-- Begin --
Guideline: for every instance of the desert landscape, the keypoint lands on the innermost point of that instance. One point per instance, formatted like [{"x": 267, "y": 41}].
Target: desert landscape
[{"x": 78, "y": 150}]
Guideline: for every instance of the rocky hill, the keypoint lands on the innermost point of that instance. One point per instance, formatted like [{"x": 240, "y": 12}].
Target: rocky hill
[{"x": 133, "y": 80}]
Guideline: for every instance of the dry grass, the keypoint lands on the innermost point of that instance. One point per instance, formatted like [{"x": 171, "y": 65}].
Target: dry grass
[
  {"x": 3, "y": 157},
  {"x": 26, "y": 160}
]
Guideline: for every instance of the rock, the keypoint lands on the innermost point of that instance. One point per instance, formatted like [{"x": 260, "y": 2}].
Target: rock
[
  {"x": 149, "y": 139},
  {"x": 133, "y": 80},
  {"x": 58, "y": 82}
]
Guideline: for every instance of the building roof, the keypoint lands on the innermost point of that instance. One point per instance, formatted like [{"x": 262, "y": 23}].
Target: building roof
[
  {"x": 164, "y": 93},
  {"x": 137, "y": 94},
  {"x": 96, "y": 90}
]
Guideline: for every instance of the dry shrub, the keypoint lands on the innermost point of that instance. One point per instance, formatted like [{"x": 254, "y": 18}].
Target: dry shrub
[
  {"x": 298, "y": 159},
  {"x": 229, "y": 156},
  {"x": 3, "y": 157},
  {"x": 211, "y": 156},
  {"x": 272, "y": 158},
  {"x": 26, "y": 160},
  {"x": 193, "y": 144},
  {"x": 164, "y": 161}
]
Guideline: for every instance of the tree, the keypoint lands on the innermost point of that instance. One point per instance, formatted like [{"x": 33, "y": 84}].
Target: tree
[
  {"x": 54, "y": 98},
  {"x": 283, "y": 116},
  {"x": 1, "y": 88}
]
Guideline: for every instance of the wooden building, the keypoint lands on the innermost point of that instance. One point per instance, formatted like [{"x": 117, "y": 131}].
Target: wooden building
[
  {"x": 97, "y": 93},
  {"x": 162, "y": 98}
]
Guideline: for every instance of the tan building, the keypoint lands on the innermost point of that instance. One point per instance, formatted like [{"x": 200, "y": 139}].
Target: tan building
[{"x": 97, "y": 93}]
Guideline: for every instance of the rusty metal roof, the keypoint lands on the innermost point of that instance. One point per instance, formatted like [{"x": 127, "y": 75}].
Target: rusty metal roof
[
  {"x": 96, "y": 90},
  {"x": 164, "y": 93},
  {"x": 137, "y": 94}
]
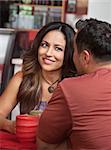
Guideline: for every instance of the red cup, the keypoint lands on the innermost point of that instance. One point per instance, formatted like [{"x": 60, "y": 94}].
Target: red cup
[{"x": 26, "y": 127}]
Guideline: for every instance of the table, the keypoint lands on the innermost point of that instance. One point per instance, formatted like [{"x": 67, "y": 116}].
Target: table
[{"x": 9, "y": 141}]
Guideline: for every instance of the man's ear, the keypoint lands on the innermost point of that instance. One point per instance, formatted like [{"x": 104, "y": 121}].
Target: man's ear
[{"x": 85, "y": 57}]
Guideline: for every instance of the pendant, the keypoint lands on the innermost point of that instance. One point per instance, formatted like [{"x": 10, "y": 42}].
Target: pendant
[{"x": 50, "y": 89}]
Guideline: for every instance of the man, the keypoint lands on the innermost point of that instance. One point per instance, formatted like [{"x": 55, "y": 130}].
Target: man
[{"x": 79, "y": 112}]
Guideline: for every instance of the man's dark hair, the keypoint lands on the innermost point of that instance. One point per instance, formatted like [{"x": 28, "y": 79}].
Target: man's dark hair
-- End --
Your copy should repeat each entry above exactly but contain no pictures.

Guideline: for every instance of the desert landscape, the keypoint lands on the innermost point of that instance. One point per instance, formatted like [{"x": 267, "y": 41}].
Target: desert landscape
[{"x": 78, "y": 150}]
Guideline: for every instance of the rocky hill, the keypoint lands on the innermost point of that instance. One point per instance, formatted like [{"x": 240, "y": 12}].
Target: rocky hill
[{"x": 133, "y": 80}]
Guideline: for every instance of the dry grass, the keypoint lands on the innermost point of that instance. One point per instance, formatted like [{"x": 171, "y": 65}].
Target: dry grass
[
  {"x": 3, "y": 157},
  {"x": 26, "y": 160}
]
Guideline: for every instance of the rock, the keypoint lands on the innermost point of that instance. One point per instance, formatted like [{"x": 260, "y": 2}].
Target: rock
[
  {"x": 149, "y": 139},
  {"x": 133, "y": 80},
  {"x": 58, "y": 82}
]
Guideline: for every instance of the building roof, the keypoint lands on the innermost point of that instance. One point per instance, formatted like [{"x": 262, "y": 23}].
Target: building roof
[
  {"x": 164, "y": 93},
  {"x": 137, "y": 94},
  {"x": 96, "y": 90}
]
Guideline: for every instance of the dry shrub, the keypoint lands on the innermost point of that instance. One point per instance, formatted like [{"x": 254, "y": 18}].
Target: dry shrub
[
  {"x": 298, "y": 159},
  {"x": 229, "y": 156},
  {"x": 3, "y": 157},
  {"x": 211, "y": 156},
  {"x": 272, "y": 158},
  {"x": 26, "y": 160},
  {"x": 193, "y": 144},
  {"x": 164, "y": 161}
]
Guideline: for every instance of the tree, the keypoint lands on the innermost point of that instance. One point per instance, formatted like [{"x": 33, "y": 84}].
Target: tree
[
  {"x": 54, "y": 98},
  {"x": 283, "y": 116},
  {"x": 1, "y": 88}
]
Guideline: for every instance of the wooden building, the keypoint lands on the innermost point of that instance. One point per instance, formatted like [{"x": 117, "y": 131}].
Target: wooden building
[
  {"x": 97, "y": 93},
  {"x": 162, "y": 98}
]
Guideline: for every instance of the tan building, the keypoint lands on the innermost point of that instance. One point per instance, formatted like [{"x": 200, "y": 139}].
Target: tan building
[{"x": 97, "y": 93}]
Guideline: for every instance of the rusty metal roof, the keypoint lands on the innermost point of that instance. One point per instance, formatted like [{"x": 127, "y": 75}].
Target: rusty metal roof
[
  {"x": 96, "y": 90},
  {"x": 164, "y": 93},
  {"x": 137, "y": 94}
]
Guideline: for every instance of the red cup, the keypoint lands on the innermost point of that instance. One point per instance, formatted like [{"x": 60, "y": 94}].
Target: red cup
[{"x": 26, "y": 127}]
Guideline: for every instance of the table, the keypoint lands on the innermost point of that instance. One point per instance, formatted like [{"x": 67, "y": 116}].
Target: table
[{"x": 9, "y": 141}]
Guideline: for every instance of the man's ear, the keypoint lands on the innermost point of that instance. One point per instance, formatted like [{"x": 104, "y": 121}].
Target: man's ear
[{"x": 85, "y": 57}]
Guideline: for every instance of the pendant, the keypoint lands on the innermost point of that instance. One point per instance, formatted like [{"x": 10, "y": 42}].
Target: pendant
[{"x": 50, "y": 89}]
Guideline: for every instance of the man, the keypoint lands on the innermost point of that instance. One point per instance, formatted like [{"x": 55, "y": 130}].
Target: man
[{"x": 79, "y": 112}]
Guideline: for every instance of the man's dark hair, the keypoint lands on the innermost point of that instance. One point per instance, formatted like [{"x": 28, "y": 79}].
Target: man's dark hair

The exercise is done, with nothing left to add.